# start of Data to process

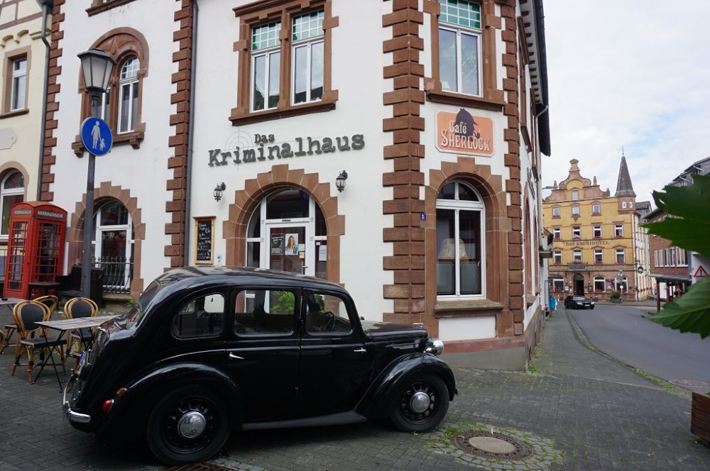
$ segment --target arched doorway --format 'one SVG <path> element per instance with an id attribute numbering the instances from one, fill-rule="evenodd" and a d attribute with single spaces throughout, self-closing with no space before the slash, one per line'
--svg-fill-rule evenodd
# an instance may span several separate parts
<path id="1" fill-rule="evenodd" d="M 299 188 L 269 194 L 254 209 L 246 236 L 246 265 L 327 276 L 327 231 L 318 204 Z"/>
<path id="2" fill-rule="evenodd" d="M 584 277 L 581 273 L 575 273 L 572 277 L 572 288 L 575 295 L 584 295 Z"/>

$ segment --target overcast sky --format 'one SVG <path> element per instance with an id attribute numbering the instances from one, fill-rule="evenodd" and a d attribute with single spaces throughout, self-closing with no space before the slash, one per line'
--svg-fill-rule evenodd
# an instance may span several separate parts
<path id="1" fill-rule="evenodd" d="M 637 201 L 710 156 L 710 0 L 544 0 L 552 156 L 542 185 L 616 189 L 623 148 Z M 549 191 L 543 193 L 549 194 Z"/>

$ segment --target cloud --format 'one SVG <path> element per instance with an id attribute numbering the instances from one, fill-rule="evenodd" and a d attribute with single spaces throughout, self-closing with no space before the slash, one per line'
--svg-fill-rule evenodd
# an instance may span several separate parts
<path id="1" fill-rule="evenodd" d="M 613 194 L 623 148 L 639 201 L 710 155 L 710 1 L 545 0 L 552 156 Z"/>

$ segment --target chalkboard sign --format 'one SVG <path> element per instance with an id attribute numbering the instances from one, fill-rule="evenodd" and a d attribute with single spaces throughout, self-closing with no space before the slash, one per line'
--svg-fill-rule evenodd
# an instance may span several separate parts
<path id="1" fill-rule="evenodd" d="M 214 235 L 212 229 L 214 227 L 214 218 L 195 219 L 195 233 L 197 235 L 195 248 L 195 262 L 212 262 L 212 242 Z"/>

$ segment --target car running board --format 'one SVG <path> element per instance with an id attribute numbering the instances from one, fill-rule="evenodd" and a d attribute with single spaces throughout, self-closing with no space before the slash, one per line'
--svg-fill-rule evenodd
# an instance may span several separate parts
<path id="1" fill-rule="evenodd" d="M 253 423 L 243 423 L 241 429 L 247 430 L 266 430 L 268 428 L 295 428 L 297 427 L 317 427 L 329 425 L 345 425 L 347 423 L 357 423 L 359 422 L 366 422 L 367 419 L 361 416 L 355 411 L 348 412 L 339 412 L 338 414 L 330 414 L 327 416 L 318 416 L 317 417 L 309 417 L 307 419 L 294 419 L 288 421 L 276 421 L 273 422 L 256 422 Z"/>

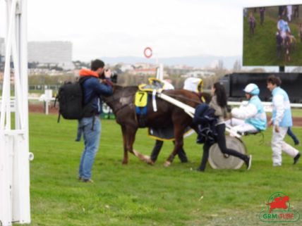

# end of Data to process

Lay out the material as a numbered list, starting at the beginning and ending at the line containing "584 277 L 581", with that line included. Skip blank lines and leave out the pictures.

Solution to this task —
1. $ segment --target arched doorway --format 'one SVG <path> element per instance with an id attribute numbering the instances from one, fill-rule="evenodd" and a d attribute with single spaces throughout, self-closing with no space before the slash, one per line'
2. --svg-fill-rule evenodd
3. # an instance may span several separate parts
4. <path id="1" fill-rule="evenodd" d="M 299 188 L 269 194 L 254 209 L 246 236 L 246 265 L 327 276 L 327 231 L 318 204 Z"/>
5. <path id="2" fill-rule="evenodd" d="M 584 277 L 581 273 L 575 273 L 572 277 L 572 288 L 575 295 L 584 295 Z"/>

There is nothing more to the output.